Missing People
- Founded: April 1993
- Founder: Mary Asprey OBE and Janet Newman OBE
- Type: Charity
- Purpose: Charity providing support to persons who run away or go missing.
- Headquarters: UK
- Location: East Sheen, London SW14;
- Region served: UK and worldwide
- Interim CEO: Ross Miller
- Key people: Patrons: The Duchess of Gloucester, Trevor McDonald, Richard Branson, Stephen Fry, Lorraine Kelly, John Stapleton
- Employees: 63
- Volunteers: 450
- Website: www.missingpeople.org.uk

= Missing People =

United Kingdom missing persons charity

Missing People (previously known as National Missing Persons Helpline) is a national organisation in the United Kingdom that offers assistance to people who run away and/or go missing and their families. It is a registered charity under English law.

==History==

===Early years (1986–1989)===

Following the high-profile disappearance of estate agent, Suzy Lamplugh, from Fulham in July 1986, two sisters, Janet Newman and Mary Asprey, co-founded the National Missing Persons Helpline. The helpline was initially part of the Suzy Lamplugh Trust, but later they became separate organisations.

===Helpline (1990–1992)===

From a bedroom at the sisters' home in East Sheen, south west London, a start-up service was formed in early 1990.

* * * * * * *

INSTRUCTIONS FOR THE TASK: Continue the text on the Missing People charity, picking up after its final sentence about the start-up service in East Sheen.

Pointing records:
* * * * * * *

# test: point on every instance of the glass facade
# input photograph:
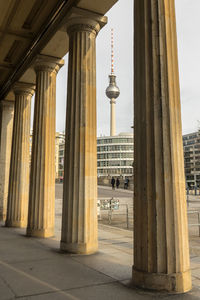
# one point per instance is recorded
(115, 155)
(191, 144)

* * * * * * *

RESULT BELOW:
The service initially used the Freefone number 0500 700 700 (this number continued in operation until June 2017, when Ofcom closed down all remaining 0500 numbers; from 2009 onwards, the new 116000 number operated in parallel). Initially Mary and Janet and a small team of volunteers simply comforted callers to the helpline. However, they soon realised families wanted more than just telephone support.

In 1992, having re-mortgaged their houses to cover the cost, Mary and Janet applied to register National Missing Persons Helpline (NMPH) as a charity.

===Expansion (1993)===

By the time it became a registered charity in April 1993, NMPH needed new offices to provide a complete range of services for relatives, enabling the charity to both find and support. This expansion was greatly helped by founders of the Big Issue, who secured premises in Mortlake. Missing People is still based there today. ITN's Sir Trevor McDonald became a Patron in 1993, after witnessing the way families struggled when their loved ones went missing. Diana, Princess of Wales visited their office in the first year of operation.

===Getting the message home (1994)===

In February 1994, the resources of NMPH were stretched to the limit following the arrest of Fred West and the discoveries at 25 Cromwell Street, Gloucester. Calls to the helpline from relatives of missing people trebled and extra volunteers had to be brought in to answer the phones. New callers reported relatives missing for the first time, even though some had vanished ten years ago or even more. Distressed families already in touch with the helpline called again, in case their missing relative might figure in the investigation. The police directed anxious families to NMPH for comfort and support.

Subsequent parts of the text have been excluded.